═════ Extract
Transfer of Title and Risk of Loss.

 

Title to Products passes to Buyer at FOB Shipping Point.

Risk of loss to Products passes to Buyer at FOB Shipping Point.

 

Inspection. Upon receipt of such Products, Buyer shall inspect the Products received and within 15 business days (the “Inspection Period”) shall provide notification that such Products failed the inspection, and the Buyer has rejected such Products. Seller shall have the option to inspect the rejected Products at the Buyer’s location and perform a preliminary investigation prior to agreeing to the issuance of a Return Authorization for the return of the rejected Products.

 

Payment Terms. Seller shall issue periodic invoices to Buyer for all Products ordered, setting forth in reasonable detail the amounts payable by Buyer under this Agreement. Buyer shall pay to Seller all invoiced amounts within ten (10) Business Days from Buyer’s receipt of such invoice.

 

Seller may, at the time it needs to obtain additional liquidity, have the option to shift from the Payment Terms to a prepayment for two months of minimum orders at such time as may be required.
══════════
What you are asked to do: Quote the contract terms above between "Transfer of Title" and "loss to Products passes to Buyer at FOB Shipping Point.", inclusive.
═════ Data
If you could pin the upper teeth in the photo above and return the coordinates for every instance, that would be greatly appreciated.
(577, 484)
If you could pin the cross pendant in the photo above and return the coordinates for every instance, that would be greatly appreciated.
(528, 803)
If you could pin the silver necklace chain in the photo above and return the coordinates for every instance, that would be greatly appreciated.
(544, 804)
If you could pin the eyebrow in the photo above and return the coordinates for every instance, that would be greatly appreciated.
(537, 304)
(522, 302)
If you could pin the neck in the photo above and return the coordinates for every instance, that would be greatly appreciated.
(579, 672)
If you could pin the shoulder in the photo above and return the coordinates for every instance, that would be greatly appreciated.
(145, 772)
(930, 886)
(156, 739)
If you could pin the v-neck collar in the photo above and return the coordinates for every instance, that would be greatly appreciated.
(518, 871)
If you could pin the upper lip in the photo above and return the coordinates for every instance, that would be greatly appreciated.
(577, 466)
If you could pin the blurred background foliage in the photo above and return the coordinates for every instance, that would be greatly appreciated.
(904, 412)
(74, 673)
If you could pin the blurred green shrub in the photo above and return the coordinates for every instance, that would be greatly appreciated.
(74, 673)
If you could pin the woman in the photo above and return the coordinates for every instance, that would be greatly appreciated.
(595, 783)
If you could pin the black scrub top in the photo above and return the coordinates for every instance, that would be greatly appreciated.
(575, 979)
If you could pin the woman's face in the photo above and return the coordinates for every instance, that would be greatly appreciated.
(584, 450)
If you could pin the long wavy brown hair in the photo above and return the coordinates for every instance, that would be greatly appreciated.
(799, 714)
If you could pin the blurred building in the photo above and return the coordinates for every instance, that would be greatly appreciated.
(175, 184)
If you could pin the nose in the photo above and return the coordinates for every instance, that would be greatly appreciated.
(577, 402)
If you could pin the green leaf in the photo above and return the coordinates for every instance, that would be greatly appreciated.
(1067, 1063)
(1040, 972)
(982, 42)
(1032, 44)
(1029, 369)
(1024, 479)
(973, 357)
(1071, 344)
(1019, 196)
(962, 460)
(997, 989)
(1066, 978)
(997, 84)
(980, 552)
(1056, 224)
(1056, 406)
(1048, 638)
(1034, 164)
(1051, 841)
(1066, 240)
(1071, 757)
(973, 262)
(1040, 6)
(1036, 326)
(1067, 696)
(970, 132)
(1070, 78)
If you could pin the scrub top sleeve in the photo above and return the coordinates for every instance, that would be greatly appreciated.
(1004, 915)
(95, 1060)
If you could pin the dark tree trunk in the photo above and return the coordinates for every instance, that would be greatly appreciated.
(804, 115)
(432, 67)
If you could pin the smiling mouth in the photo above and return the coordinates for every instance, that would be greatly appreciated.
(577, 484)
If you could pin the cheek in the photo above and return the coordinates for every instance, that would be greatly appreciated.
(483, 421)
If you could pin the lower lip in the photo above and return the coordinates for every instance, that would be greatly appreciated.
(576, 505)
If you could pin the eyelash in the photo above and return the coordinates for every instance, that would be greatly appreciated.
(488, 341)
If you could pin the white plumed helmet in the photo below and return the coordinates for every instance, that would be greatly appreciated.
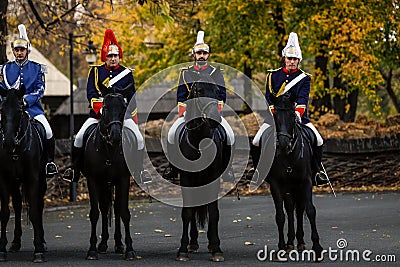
(292, 48)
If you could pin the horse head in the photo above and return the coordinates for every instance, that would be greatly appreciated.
(113, 113)
(285, 121)
(202, 106)
(11, 116)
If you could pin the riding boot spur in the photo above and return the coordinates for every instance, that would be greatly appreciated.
(229, 175)
(255, 152)
(73, 172)
(321, 176)
(171, 173)
(139, 172)
(51, 167)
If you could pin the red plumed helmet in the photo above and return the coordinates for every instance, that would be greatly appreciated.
(110, 45)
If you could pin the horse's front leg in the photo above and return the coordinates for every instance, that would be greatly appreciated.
(212, 233)
(94, 218)
(35, 200)
(194, 235)
(311, 214)
(4, 217)
(187, 214)
(279, 213)
(105, 205)
(121, 207)
(17, 205)
(289, 207)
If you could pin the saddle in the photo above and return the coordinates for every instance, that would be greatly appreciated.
(309, 135)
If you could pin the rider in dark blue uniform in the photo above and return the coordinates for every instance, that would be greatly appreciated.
(20, 72)
(201, 53)
(290, 80)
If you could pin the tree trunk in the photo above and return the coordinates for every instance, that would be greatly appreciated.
(390, 91)
(3, 31)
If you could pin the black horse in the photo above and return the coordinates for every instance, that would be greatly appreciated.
(290, 176)
(105, 169)
(22, 163)
(202, 130)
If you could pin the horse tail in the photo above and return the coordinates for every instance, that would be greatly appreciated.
(201, 215)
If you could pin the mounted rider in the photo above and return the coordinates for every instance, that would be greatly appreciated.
(23, 71)
(201, 53)
(290, 79)
(115, 76)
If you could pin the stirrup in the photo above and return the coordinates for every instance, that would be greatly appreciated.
(51, 169)
(69, 175)
(321, 178)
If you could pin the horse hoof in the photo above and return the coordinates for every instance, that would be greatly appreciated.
(217, 257)
(39, 257)
(301, 247)
(289, 248)
(92, 255)
(119, 249)
(3, 256)
(182, 256)
(15, 247)
(102, 248)
(130, 255)
(192, 248)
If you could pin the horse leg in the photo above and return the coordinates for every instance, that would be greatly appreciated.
(212, 233)
(194, 235)
(300, 207)
(289, 207)
(17, 205)
(94, 218)
(35, 200)
(279, 213)
(311, 214)
(121, 204)
(187, 214)
(4, 217)
(104, 204)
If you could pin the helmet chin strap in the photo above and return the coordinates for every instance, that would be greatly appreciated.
(201, 63)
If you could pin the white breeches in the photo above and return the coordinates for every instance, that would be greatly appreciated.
(129, 123)
(181, 120)
(43, 120)
(256, 140)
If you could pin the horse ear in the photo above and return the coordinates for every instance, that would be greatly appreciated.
(21, 91)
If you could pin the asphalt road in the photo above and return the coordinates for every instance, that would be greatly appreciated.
(367, 221)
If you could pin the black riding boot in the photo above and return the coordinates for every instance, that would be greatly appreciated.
(171, 173)
(321, 177)
(51, 167)
(73, 172)
(139, 173)
(255, 152)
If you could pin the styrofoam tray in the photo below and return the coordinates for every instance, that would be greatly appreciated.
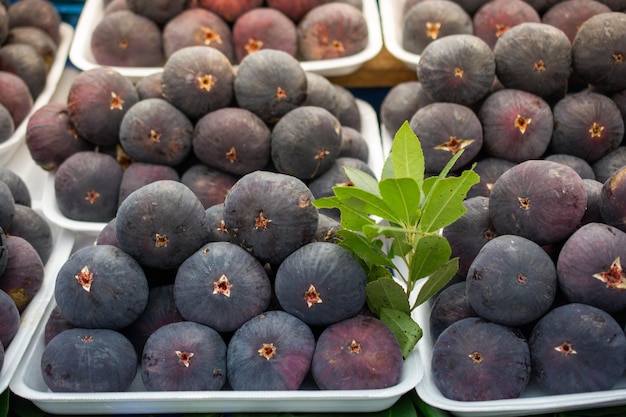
(10, 146)
(369, 129)
(532, 402)
(81, 56)
(391, 16)
(32, 315)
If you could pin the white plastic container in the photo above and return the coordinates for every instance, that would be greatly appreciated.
(10, 146)
(391, 13)
(369, 129)
(81, 56)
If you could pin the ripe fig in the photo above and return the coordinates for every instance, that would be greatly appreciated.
(184, 356)
(429, 20)
(467, 365)
(101, 286)
(331, 30)
(357, 353)
(127, 39)
(541, 200)
(271, 351)
(89, 360)
(197, 80)
(457, 68)
(263, 28)
(534, 57)
(577, 348)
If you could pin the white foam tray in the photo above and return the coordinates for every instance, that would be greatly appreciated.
(10, 146)
(369, 129)
(33, 314)
(391, 16)
(81, 56)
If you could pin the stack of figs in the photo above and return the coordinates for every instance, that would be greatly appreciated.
(535, 95)
(143, 33)
(214, 268)
(29, 37)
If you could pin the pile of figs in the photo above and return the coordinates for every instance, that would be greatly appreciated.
(540, 295)
(26, 244)
(214, 270)
(29, 37)
(145, 33)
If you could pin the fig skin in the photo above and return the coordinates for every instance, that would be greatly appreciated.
(89, 360)
(598, 51)
(495, 17)
(197, 80)
(540, 200)
(127, 39)
(184, 356)
(594, 335)
(86, 186)
(270, 83)
(16, 96)
(586, 124)
(51, 137)
(429, 20)
(155, 131)
(233, 140)
(457, 68)
(221, 286)
(360, 352)
(263, 28)
(331, 30)
(272, 351)
(534, 57)
(517, 125)
(198, 26)
(468, 366)
(97, 101)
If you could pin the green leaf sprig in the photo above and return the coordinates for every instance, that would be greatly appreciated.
(393, 226)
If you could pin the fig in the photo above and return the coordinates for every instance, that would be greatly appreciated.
(577, 348)
(429, 20)
(270, 83)
(232, 139)
(457, 68)
(86, 186)
(197, 80)
(495, 17)
(305, 142)
(569, 15)
(468, 366)
(331, 30)
(127, 39)
(540, 200)
(101, 286)
(598, 51)
(221, 286)
(184, 356)
(271, 214)
(198, 26)
(587, 125)
(271, 351)
(360, 352)
(161, 224)
(51, 137)
(264, 28)
(321, 283)
(89, 360)
(155, 131)
(517, 125)
(97, 101)
(534, 57)
(444, 129)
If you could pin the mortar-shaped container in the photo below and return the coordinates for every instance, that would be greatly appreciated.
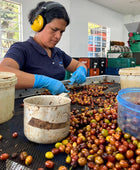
(129, 111)
(46, 118)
══════════
Full output:
Transfer of Title and Risk of Loss.

 

Title to Products passes to Buyer at FOB Shipping Point.

Risk of loss to Products passes to Buyer at FOB Shipping Point.